━━━ Text section
Cleaning CO2 from our atmosphere.

“CarbonEngineering:“Commercialization of Direct Air Capture (DAC) technology that captures CO2 directly from the atmosphere at an affordable price.”

By Linn Smith

According to NASA, in a report from June 2019, CO2 in our atmosphere reached 412ppm (parts per million) which hasn’t been seen in human history. CO2 is the gas that we humans are rapidly releasing into our atmosphere, trapping heat similar to a greenhouse. It is a result of burning fossil fuels such as coal.

Fossil Fuels

Coal and Oil Formation

The Rise in Earth’s Temperature

Earth’s average temperature has risen 1.62 degrees F since late 1800’s, with most of the rise in temperature occurring in the past 35 years. The 5 warmest years have occurred since 2010! At this point in history the answer to survival of life on our planet is multifaceted. We must work to not only offset our personal CO2 emissions, but also seek ways of CO2 removal from our atmosphere before it’s too late
.

Carbon Offsets

A carbon offset is an action everyone can take. It means compensating for your emissions in one part of your life by working to cut CO2 emissions somewhere else or contributing to programs that are working to combat global warming.

Unless you’re driving an electric or hybrid, an average car can emit about 5 tons of carbon dioxide into the atmosphere each year. Can you plant enough trees in your yard to offset your car pollution? Probably not.

There are many online sites that will calculate your CO2 footprint with recommendations to offset emissions, such as planting trees, or you can go to the EPA website and use their carbon footprint caluculator to calculate the carbon footprint of you and your family.

Clean Energy

Clean Energy: Make It a Priority!

Planting Trees to Offset Your Carbon Footprint

According to http://www.urbanforestrynetwork.org, “On average, one acre of new forest can sequester about 2.5 tons of CO2 a year. Young trees absorb about 13 pounds per tree each year. Trees reach their most productive stage of carbon storage at about 10 years, at which point they are estimated to absorb 48 pounds of CO2 per year.”

An MIT study states that the average CO2 emissions emitted per person per year in the U.S.. is 20 metric tons, compared to the world average of 4 tons.

Carbon Engineering

CO2 is turned into clean fuel.
━━━━━━
━━━ Data lines
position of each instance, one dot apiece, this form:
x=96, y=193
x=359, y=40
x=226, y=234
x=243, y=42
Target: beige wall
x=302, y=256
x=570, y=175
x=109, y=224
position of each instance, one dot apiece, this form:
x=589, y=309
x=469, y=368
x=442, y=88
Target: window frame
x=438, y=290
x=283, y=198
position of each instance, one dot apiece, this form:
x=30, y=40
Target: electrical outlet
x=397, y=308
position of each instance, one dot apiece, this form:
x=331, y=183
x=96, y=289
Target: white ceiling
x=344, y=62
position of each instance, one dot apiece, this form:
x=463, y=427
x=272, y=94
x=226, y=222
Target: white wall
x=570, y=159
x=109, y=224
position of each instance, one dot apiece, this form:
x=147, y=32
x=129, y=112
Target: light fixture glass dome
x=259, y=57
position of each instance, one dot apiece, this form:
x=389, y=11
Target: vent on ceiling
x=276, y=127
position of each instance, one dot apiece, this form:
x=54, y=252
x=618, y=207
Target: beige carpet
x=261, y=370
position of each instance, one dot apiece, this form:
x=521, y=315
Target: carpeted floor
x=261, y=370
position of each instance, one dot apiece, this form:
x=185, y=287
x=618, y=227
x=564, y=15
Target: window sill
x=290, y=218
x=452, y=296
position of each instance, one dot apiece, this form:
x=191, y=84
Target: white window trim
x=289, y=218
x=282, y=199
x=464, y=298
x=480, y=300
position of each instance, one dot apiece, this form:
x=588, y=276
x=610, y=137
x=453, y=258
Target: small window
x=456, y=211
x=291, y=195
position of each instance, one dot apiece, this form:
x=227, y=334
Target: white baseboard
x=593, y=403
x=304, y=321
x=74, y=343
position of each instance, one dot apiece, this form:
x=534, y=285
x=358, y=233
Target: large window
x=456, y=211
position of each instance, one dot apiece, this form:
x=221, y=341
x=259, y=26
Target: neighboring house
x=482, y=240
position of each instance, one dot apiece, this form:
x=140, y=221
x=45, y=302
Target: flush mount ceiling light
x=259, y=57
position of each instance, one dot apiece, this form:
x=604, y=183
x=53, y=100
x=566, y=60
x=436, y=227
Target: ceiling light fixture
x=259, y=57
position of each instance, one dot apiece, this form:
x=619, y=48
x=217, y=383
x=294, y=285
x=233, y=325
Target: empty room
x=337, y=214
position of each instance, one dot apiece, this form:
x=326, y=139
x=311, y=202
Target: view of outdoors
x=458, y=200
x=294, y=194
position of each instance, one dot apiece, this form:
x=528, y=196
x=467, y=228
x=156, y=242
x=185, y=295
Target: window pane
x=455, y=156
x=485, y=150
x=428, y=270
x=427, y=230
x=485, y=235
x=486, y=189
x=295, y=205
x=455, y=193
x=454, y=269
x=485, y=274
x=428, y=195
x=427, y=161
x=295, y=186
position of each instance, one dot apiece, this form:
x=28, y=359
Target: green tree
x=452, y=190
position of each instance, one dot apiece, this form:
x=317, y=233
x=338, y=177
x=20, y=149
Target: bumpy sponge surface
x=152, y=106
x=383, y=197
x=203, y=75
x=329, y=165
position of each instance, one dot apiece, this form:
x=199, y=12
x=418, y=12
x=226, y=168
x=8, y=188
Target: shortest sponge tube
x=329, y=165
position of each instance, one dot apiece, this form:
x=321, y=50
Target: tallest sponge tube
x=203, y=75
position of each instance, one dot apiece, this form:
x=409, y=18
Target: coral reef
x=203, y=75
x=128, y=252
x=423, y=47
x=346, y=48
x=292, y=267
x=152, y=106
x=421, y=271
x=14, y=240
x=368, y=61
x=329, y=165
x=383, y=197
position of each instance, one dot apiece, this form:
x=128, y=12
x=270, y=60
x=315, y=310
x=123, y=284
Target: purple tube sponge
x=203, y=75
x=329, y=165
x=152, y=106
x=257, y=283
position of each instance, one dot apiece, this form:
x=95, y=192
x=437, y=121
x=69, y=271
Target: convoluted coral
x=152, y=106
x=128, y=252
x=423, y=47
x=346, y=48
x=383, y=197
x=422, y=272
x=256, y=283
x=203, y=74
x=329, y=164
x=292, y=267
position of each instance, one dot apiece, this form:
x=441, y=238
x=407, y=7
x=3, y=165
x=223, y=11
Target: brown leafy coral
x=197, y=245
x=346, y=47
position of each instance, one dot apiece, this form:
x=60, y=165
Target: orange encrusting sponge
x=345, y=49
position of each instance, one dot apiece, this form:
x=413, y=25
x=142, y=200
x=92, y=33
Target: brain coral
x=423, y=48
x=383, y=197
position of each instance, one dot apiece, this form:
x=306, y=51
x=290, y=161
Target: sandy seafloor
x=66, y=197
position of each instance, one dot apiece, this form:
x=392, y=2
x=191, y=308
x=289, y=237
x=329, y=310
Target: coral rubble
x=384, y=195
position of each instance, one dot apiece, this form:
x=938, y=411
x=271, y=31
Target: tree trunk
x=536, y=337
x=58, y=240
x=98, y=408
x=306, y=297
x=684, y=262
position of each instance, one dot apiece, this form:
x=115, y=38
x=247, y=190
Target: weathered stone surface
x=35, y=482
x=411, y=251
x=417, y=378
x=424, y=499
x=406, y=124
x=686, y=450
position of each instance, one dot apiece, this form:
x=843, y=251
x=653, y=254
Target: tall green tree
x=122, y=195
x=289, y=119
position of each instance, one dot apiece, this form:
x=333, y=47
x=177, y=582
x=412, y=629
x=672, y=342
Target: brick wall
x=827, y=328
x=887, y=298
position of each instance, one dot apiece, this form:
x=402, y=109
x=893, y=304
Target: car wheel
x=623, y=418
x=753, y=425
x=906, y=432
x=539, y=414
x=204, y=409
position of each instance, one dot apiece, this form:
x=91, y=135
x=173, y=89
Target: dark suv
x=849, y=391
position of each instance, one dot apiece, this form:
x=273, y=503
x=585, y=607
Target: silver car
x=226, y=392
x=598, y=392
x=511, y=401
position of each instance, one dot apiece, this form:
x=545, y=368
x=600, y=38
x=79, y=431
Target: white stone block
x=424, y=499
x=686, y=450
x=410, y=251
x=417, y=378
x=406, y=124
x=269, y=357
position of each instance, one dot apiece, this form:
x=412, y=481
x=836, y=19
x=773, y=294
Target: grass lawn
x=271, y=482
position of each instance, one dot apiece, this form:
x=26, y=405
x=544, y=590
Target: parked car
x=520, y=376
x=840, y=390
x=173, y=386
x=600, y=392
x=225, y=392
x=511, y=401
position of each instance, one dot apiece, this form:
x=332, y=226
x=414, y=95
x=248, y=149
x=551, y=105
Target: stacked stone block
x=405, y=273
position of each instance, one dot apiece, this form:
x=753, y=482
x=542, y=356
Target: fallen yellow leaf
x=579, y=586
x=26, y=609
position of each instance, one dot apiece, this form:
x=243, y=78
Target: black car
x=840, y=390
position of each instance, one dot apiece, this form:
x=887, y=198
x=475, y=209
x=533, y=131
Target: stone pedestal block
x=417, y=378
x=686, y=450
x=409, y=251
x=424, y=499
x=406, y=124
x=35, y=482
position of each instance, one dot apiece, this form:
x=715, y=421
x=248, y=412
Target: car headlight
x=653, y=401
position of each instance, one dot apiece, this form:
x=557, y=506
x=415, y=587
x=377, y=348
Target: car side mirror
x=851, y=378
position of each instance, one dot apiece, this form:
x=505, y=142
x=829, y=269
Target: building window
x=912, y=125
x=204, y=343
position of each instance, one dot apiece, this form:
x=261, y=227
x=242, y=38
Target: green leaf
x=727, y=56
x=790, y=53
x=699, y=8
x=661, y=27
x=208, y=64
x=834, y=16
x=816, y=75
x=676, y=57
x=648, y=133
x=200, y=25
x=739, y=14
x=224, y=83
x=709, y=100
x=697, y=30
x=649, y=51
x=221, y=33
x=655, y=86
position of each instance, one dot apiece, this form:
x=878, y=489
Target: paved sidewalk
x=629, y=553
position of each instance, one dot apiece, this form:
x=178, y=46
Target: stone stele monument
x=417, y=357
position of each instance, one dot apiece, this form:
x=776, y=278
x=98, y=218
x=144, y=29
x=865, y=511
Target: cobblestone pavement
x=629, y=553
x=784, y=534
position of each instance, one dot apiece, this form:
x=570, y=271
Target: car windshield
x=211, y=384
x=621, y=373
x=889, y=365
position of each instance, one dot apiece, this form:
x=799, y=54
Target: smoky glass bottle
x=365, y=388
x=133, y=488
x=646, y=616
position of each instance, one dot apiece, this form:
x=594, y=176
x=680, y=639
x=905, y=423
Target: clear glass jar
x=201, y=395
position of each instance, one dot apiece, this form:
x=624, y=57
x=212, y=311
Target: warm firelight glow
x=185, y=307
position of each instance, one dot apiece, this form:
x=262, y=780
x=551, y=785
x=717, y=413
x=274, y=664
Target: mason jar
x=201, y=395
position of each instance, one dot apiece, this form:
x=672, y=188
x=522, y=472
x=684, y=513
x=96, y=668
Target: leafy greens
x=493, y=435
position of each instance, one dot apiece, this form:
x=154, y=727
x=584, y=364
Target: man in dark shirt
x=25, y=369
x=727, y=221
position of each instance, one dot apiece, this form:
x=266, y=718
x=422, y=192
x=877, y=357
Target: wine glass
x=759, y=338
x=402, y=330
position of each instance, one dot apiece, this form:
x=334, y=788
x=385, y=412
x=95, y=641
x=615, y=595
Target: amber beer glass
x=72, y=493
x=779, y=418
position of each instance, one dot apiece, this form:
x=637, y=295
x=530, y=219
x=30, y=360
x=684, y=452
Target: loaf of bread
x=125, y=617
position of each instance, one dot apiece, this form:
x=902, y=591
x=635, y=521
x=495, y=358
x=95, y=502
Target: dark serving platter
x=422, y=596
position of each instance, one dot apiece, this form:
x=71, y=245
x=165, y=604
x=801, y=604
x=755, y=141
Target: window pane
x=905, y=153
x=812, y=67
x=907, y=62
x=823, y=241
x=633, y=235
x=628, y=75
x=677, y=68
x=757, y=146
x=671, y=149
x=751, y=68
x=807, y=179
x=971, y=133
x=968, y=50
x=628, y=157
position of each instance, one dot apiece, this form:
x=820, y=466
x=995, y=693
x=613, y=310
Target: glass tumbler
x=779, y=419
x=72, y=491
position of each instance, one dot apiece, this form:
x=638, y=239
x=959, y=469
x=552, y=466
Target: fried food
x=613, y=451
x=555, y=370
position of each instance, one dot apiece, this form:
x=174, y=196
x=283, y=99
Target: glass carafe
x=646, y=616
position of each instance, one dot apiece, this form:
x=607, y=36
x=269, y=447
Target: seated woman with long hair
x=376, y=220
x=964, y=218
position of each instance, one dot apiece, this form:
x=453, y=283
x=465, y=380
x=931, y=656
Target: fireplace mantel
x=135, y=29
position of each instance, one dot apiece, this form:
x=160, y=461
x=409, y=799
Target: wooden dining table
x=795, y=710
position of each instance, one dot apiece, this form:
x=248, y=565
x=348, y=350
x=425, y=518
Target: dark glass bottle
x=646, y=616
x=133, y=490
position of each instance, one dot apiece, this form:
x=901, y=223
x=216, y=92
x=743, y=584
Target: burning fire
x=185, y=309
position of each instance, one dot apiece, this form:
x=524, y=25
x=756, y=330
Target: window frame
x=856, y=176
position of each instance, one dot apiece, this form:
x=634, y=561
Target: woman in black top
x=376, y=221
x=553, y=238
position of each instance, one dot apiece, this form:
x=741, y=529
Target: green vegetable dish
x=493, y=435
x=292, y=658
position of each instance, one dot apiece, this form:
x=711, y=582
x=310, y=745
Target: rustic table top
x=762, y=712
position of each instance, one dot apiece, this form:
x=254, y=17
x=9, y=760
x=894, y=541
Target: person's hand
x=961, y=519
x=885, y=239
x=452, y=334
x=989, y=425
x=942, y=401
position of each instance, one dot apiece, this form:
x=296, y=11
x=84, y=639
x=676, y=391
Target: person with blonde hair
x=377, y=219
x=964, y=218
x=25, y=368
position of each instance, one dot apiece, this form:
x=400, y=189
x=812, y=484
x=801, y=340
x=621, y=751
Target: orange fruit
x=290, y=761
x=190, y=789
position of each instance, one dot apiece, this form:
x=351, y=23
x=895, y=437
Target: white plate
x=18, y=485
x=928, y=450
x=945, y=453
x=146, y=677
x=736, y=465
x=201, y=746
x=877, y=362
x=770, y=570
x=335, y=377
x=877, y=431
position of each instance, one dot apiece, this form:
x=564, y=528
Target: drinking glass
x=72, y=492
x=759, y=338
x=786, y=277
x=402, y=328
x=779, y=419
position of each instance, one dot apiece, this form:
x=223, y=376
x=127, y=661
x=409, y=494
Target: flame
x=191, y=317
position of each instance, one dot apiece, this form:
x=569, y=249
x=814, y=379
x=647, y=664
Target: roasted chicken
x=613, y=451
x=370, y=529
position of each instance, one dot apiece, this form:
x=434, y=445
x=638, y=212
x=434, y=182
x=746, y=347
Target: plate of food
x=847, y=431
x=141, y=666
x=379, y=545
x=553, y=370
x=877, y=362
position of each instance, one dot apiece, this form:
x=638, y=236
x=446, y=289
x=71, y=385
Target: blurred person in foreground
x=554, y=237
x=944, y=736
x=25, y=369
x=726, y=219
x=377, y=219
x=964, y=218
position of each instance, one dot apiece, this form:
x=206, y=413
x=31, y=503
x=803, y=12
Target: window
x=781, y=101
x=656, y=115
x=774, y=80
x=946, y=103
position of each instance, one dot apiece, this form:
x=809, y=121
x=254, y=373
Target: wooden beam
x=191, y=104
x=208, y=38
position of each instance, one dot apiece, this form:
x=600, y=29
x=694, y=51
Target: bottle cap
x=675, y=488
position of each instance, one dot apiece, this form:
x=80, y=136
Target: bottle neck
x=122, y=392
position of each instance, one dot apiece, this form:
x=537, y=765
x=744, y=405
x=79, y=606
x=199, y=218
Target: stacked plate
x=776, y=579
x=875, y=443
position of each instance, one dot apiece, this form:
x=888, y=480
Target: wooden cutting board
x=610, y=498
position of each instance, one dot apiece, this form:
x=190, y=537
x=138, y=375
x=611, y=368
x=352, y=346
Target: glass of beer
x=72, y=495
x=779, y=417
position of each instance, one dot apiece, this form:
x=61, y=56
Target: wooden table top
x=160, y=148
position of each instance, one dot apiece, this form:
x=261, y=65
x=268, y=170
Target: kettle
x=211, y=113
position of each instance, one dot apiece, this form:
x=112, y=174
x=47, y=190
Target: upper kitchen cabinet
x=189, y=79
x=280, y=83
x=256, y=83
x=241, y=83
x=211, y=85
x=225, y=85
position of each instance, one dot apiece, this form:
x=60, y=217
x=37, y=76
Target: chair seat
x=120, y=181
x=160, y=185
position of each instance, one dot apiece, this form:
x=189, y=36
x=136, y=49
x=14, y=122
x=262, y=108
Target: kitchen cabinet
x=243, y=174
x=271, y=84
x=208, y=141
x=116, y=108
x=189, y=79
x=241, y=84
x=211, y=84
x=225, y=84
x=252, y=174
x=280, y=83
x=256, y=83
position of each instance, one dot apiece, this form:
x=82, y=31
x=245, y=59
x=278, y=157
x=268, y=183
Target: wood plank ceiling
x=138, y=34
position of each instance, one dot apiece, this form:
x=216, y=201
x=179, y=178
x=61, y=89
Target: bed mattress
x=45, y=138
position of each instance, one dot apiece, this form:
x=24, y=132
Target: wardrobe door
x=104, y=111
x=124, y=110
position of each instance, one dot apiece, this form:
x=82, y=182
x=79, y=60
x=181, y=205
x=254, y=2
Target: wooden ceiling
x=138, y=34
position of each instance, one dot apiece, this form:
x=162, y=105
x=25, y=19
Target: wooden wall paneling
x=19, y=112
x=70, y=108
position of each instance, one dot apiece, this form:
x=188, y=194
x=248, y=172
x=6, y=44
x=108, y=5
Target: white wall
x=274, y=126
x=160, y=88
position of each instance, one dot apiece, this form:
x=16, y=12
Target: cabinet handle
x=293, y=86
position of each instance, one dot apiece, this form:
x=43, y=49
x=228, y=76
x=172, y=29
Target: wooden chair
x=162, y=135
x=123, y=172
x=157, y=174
━━━━━━
Pick up the article on cleaning CO2 from the atmosphere after its final line and keep writing it. The data has no connection to the article on cleaning CO2 from the atmosphere.

[Response]:
Carbon Engineering

Jennifer Wilcox states in her TedTalk that we have the technology to clean up the atmosphere, but it has been too expensive until now. Companies are currently working to bring down this cost. One company, Carbon Engineering, www. carbonengineering.com, is focusing on “commercialization of Direct Air Capture (DAC) technology that captures CO2 directly from the atmosphere at an affordable price.” They do this in a “closed loop where the only major inputs are water and energy and the output is a stream of pure, compressed CO2 that can be stored underground or converted into fuels using AIR To FUEL technology.”

“AIR to FUEL uses CO2 captured from the atmosphere to synthesize clean transportation fuels. It uses renewable electricity to generate hydrogen from water, and then combines it with CO2 captured from atmosphere to produce hydrocarbon fuels such as diesel, gasoline and Jet-A, all with little or no fossil carbon emissions to the atmosphere. Individual facilities can be built to capture one million tons of CO2 per year which is equivalent to 250,000 average cars per year.”

Combating Climate Change

Cleaning our atmosphere

Carbon Engineering

Combating global warming

We all have a responsibility to do our part with no more excuses! We can’t wait for someone else to do it. For survival on earth, we need to stabilize the ppm (parts per million) of greenhouse gases in our atmosphere. The outcome of doing nothing about our changing climate is mass extinction of species, including our own, caused by extreme weather and our changing climate.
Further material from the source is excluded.